- _Given instruction_
Your task is to write out the lines from the line containing "indicate the green leaf, one dot per instance" through the last line of the material, exactly.

- _Material for this exercise_
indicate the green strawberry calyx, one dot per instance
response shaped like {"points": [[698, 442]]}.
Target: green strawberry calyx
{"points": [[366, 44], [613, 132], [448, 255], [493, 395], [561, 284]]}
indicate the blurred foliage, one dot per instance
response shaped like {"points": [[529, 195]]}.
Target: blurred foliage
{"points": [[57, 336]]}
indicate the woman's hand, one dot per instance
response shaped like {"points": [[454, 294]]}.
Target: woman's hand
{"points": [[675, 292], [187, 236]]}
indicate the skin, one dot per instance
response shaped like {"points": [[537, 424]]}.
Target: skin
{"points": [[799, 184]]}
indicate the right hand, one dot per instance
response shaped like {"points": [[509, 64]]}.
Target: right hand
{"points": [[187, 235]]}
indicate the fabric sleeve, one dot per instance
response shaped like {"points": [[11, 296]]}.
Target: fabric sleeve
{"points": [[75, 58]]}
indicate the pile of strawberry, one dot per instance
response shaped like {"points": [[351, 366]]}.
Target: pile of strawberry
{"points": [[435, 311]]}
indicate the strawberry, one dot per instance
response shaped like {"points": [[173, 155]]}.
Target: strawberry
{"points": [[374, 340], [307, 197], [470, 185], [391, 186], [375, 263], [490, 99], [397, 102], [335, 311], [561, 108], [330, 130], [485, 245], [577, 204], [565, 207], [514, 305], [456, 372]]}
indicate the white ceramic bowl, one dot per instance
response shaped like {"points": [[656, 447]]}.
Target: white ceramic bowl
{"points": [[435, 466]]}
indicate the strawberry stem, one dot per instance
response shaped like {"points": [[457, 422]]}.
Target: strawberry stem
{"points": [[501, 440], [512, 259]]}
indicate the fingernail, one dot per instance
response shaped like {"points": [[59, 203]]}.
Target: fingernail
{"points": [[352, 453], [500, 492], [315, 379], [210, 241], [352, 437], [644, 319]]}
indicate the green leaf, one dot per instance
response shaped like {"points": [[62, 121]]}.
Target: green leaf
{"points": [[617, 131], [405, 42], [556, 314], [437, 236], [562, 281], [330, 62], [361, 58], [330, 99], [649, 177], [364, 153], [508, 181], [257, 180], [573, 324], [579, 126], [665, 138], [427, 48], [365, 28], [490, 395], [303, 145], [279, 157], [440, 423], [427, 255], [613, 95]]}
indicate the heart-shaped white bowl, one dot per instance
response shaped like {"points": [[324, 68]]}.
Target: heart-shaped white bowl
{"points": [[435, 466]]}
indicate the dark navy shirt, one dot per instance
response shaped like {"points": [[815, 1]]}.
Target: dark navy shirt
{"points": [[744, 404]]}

- _Reply_
indicate the green leaf, one dot per instance
response shaped like {"points": [[62, 121]]}.
Target: green leaf
{"points": [[617, 131], [405, 42], [556, 314], [437, 236], [562, 281], [330, 62], [361, 58], [330, 99], [649, 177], [364, 153], [508, 181], [257, 180], [573, 324], [579, 126], [665, 138], [427, 48], [365, 28], [490, 395], [303, 145], [279, 157], [440, 423], [427, 255], [613, 95]]}
indicate the heart-shaped white bowl, one dot per instance
response shaped like {"points": [[324, 68]]}.
Target: heart-shaped white bowl
{"points": [[435, 466]]}
indicate the dark navy shirt, one dot per instance
response shaped like {"points": [[815, 1]]}.
Target: dark navy shirt
{"points": [[744, 404]]}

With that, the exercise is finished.